Aim of the exercise: Copy out the stretch of material below from its very first line through the line containing "x=226 y=254", including that line, reproducing every character unchanged.
** start Listing **
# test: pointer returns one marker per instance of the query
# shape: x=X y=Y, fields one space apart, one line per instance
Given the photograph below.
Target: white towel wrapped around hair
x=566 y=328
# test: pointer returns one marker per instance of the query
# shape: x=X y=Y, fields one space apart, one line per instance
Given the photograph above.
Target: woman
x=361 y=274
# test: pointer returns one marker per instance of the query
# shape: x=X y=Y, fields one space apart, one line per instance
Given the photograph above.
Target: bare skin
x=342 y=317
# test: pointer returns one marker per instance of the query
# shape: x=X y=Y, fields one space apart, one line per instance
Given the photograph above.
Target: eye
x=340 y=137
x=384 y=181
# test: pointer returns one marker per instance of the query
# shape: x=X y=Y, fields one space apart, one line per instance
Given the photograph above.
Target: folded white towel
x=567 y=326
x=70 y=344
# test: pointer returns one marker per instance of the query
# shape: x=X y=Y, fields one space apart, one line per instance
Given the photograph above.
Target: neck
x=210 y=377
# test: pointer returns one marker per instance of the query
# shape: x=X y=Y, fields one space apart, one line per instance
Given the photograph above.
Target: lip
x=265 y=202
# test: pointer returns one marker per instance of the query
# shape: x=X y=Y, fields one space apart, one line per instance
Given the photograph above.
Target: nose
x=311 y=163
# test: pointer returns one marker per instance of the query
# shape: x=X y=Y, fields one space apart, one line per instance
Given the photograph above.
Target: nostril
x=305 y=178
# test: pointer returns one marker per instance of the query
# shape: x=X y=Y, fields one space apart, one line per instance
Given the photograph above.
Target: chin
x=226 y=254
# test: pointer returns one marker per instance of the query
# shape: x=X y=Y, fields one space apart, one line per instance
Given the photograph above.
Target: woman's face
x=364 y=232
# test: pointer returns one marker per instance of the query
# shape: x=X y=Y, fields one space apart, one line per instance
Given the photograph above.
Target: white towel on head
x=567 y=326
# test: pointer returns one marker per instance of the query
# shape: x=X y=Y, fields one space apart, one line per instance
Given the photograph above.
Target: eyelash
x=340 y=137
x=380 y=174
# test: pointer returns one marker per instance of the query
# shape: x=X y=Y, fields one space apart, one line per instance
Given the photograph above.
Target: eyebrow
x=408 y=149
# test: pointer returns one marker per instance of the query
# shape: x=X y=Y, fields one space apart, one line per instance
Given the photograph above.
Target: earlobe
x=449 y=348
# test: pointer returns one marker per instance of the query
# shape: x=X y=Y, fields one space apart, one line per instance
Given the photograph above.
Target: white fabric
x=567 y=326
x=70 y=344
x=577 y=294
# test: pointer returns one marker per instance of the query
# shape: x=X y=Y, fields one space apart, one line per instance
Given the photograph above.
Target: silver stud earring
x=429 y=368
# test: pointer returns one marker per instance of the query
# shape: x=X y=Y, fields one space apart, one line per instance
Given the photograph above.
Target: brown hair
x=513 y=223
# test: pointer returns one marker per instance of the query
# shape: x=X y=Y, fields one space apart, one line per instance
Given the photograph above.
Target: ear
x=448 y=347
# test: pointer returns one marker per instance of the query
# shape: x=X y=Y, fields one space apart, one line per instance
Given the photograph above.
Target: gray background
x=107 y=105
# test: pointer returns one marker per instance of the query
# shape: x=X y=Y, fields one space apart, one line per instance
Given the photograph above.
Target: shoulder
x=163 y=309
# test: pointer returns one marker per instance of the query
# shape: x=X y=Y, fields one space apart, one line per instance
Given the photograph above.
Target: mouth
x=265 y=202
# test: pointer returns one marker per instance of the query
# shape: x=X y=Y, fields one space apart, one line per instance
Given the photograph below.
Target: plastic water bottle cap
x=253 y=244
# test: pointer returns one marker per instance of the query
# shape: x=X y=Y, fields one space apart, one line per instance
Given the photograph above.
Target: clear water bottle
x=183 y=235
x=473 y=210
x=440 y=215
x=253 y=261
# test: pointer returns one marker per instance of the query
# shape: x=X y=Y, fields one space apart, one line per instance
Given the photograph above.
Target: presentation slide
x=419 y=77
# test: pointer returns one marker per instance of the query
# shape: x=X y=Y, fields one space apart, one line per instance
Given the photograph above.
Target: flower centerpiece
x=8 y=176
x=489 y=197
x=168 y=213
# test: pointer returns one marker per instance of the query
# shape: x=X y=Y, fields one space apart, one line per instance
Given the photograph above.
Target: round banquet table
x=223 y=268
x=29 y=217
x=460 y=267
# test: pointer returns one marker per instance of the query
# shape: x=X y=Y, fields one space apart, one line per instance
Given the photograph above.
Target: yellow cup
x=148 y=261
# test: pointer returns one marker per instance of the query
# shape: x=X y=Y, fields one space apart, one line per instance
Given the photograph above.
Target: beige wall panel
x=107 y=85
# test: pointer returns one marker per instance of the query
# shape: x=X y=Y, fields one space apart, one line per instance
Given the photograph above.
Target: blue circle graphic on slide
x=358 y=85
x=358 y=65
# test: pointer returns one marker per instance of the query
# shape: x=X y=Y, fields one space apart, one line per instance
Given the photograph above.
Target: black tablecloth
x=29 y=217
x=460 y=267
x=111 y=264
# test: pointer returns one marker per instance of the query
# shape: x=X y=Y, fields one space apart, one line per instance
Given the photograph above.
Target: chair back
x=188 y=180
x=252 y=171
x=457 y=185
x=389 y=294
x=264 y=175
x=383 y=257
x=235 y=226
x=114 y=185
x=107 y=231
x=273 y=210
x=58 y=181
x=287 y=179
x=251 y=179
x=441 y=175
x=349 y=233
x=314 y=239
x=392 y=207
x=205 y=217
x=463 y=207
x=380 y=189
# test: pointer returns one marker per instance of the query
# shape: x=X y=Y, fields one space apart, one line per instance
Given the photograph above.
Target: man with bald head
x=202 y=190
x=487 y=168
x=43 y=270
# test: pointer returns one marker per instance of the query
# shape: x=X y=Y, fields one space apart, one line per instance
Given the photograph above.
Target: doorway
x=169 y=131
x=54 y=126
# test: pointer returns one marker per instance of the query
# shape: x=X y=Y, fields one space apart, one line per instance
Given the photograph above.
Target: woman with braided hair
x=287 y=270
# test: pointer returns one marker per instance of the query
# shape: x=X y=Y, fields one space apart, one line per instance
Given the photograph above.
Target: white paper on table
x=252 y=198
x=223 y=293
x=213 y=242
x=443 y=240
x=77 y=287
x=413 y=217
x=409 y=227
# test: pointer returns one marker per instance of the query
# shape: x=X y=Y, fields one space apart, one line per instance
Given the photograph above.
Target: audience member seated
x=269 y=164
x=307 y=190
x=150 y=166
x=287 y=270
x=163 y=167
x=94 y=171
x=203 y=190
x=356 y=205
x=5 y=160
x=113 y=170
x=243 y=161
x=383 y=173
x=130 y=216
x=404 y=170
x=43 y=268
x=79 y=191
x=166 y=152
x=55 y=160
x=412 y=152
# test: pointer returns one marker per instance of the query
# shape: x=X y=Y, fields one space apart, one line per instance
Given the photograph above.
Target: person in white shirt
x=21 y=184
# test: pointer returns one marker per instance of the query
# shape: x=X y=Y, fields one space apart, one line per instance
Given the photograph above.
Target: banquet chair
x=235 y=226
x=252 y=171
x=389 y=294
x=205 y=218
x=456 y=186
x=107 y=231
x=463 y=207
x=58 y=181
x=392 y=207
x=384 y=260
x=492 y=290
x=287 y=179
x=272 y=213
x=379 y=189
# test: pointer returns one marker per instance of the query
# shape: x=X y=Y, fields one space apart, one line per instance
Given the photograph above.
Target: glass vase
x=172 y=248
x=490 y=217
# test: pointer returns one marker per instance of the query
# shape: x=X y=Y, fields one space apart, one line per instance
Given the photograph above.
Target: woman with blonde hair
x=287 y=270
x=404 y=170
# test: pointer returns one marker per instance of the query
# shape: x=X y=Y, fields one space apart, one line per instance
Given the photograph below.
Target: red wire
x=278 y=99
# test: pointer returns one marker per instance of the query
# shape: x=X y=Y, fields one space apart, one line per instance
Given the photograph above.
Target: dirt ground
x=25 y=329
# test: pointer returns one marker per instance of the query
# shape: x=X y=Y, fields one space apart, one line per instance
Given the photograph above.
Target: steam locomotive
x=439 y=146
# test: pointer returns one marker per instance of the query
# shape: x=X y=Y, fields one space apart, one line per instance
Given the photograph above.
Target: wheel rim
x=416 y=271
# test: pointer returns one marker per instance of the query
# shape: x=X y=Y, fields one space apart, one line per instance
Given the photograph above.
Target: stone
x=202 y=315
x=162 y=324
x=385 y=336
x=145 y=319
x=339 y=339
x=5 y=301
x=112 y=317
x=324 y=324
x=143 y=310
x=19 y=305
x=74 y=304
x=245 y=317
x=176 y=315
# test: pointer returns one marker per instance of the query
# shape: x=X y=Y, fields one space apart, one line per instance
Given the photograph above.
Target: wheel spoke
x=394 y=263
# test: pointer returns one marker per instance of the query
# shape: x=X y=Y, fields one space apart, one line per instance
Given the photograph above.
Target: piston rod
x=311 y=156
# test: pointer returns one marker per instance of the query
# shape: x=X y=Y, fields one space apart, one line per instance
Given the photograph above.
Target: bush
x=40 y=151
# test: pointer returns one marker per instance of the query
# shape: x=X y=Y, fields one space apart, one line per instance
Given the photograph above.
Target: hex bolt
** end Listing **
Exercise output:
# test: pointer returns one marker per instance of the query
# shape: x=X y=Y, fields one space apart, one line per instance
Given the photograph below.
Target: white towel wrapped around hair
x=566 y=328
# test: pointer returns one marker per instance of the query
# shape: x=X y=Y, fields one space apart, one line per instance
Given the photograph above.
Target: woman
x=361 y=274
# test: pointer returns one marker per instance of the query
# shape: x=X y=Y, fields one space apart, one line per instance
Given the photograph above.
Target: bare skin
x=342 y=317
# test: pointer returns one marker per instance of the query
# shape: x=X y=Y, fields one space apart, one line per instance
Given the photograph above.
Target: eye
x=340 y=137
x=384 y=181
# test: pointer returns one marker per instance of the query
# shape: x=X y=Y, fields one space apart, one line per instance
Given the photograph above.
Target: folded white towel
x=567 y=326
x=70 y=344
# test: pointer returns one marker per instance of the query
# shape: x=X y=Y, fields one space apart, one line per instance
Given the photograph above.
Target: neck
x=210 y=377
# test: pointer returns one marker per instance of the query
# shape: x=X y=Y, fields one space apart, one line per instance
Given the photograph above.
Target: lip
x=265 y=202
# test: pointer returns one marker per instance of the query
# shape: x=X y=Y, fields one space apart, one line per instance
Given the photograph above.
Target: nose
x=311 y=163
# test: pointer returns one marker per instance of the query
# shape: x=X y=Y, fields one space apart, one line per instance
Given the photograph above.
Target: nostril
x=305 y=178
# test: pointer returns one marker per instance of the query
# shape: x=X y=Y, fields one space apart, one line per instance
Given the photograph above.
Target: chin
x=226 y=254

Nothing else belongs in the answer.